# Исходный текст
-- -- --

Эпическую аналогию составляет также используемое средневековыми китайскими авторами сравнение сражающихся тюрков-туцзюе с бурей и молнией, уподобление их луков и стрел когтям и зубам (Liu Mau-tsai, 1958, S. 130). Согласно «Суй шу», с громом и молнией туцзюе сравнивали китайского полководца Чан-сунь Шена, наводившего на них страх. Некий покорившийся сановник туцзюе будто бы уверял Ян Гуана, что когда туцзюе слышали звон стрел Чан-сунь Шена, то думали, что гремит гром, а когда видели его неистовую лошадь, им казалось, что сверкает молния (Liu Mau-tsai, 1958, S. 107).

-- -- --

# Задание 1
Замените «Чан-сунь Шена» на «Чаншунь Шэна» в отрывке о туцзюе и приведите его участок, всё от «Эпическую аналогию составляет» вплоть до «1958, S. 107).».
# Задание 2
Выпишите без изменений строки ниже, всё от строки со словами «pin: the church» вплоть до последней строки.

-- -- --

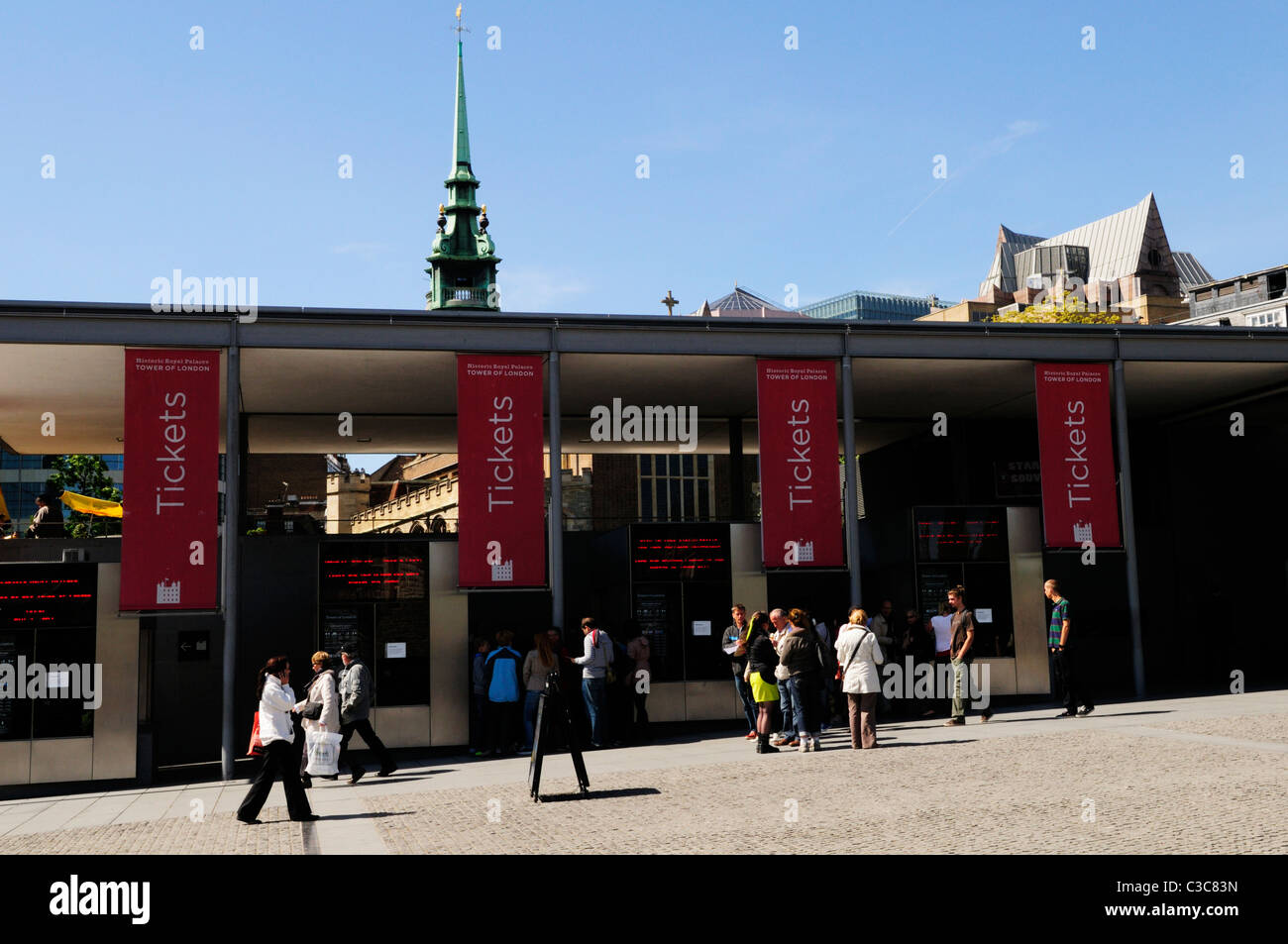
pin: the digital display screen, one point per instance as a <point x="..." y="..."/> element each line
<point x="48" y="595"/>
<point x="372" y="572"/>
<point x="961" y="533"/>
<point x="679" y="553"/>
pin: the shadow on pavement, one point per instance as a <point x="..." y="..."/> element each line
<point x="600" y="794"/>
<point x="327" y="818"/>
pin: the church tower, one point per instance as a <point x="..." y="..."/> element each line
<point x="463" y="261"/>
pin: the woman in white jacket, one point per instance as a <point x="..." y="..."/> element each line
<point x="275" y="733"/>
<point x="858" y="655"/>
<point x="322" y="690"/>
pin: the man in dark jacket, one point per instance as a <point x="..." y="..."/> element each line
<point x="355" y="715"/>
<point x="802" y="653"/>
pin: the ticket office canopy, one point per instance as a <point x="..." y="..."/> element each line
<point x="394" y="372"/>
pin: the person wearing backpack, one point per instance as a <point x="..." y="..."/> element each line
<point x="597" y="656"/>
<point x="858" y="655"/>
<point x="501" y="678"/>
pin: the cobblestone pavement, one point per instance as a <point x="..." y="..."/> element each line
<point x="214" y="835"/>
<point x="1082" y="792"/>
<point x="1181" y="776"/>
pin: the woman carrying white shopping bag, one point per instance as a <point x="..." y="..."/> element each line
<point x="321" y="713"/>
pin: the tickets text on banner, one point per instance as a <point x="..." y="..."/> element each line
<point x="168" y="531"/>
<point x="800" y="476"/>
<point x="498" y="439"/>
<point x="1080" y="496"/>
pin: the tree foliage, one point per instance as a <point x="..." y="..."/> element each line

-- -- --

# Ответ 1
Эпическую аналогию составляет также используемое средневековыми китайскими авторами сравнение сражающихся тюрков-туцзюе с бурей и молнией, уподобление их луков и стрел когтям и зубам (Liu Mau-tsai, 1958, S. 130). Согласно «Суй шу», с громом и молнией туцзюе сравнивали китайского полководца Чаншунь Шэна, наводившего на них страх. Некий покорившийся сановник туцзюе будто бы уверял Ян Гуана, что когда туцзюе слышали звон стрел Чаншунь Шэна, то думали, что гремит гром, а когда видели его неистовую лошадь, им казалось, что сверкает молния (Liu Mau-tsai, 1958, S. 107).

# Ответ 2
pin: the church tower, one point per instance as a <point x="..." y="..."/> element each line
<point x="463" y="261"/>
pin: the woman in white jacket, one point per instance as a <point x="..." y="..."/> element each line
<point x="275" y="733"/>
<point x="858" y="655"/>
<point x="322" y="690"/>
pin: the man in dark jacket, one point per instance as a <point x="..." y="..."/> element each line
<point x="355" y="715"/>
<point x="802" y="653"/>
pin: the ticket office canopy, one point per instance as a <point x="..." y="..."/> element each line
<point x="394" y="372"/>
pin: the person wearing backpack, one point per instance as a <point x="..." y="..."/> element each line
<point x="597" y="656"/>
<point x="858" y="655"/>
<point x="501" y="678"/>
pin: the cobblestone pavement, one point per instance as a <point x="..." y="..."/> element each line
<point x="214" y="835"/>
<point x="1082" y="792"/>
<point x="1181" y="776"/>
pin: the woman carrying white shopping bag, one point per instance as a <point x="..." y="..."/> element each line
<point x="321" y="713"/>
pin: the tickets text on banner, one point per instance as a <point x="..." y="..."/> element each line
<point x="168" y="531"/>
<point x="800" y="476"/>
<point x="498" y="439"/>
<point x="1080" y="496"/>
pin: the tree foliage, one point per instance as a <point x="..." y="..."/> element each line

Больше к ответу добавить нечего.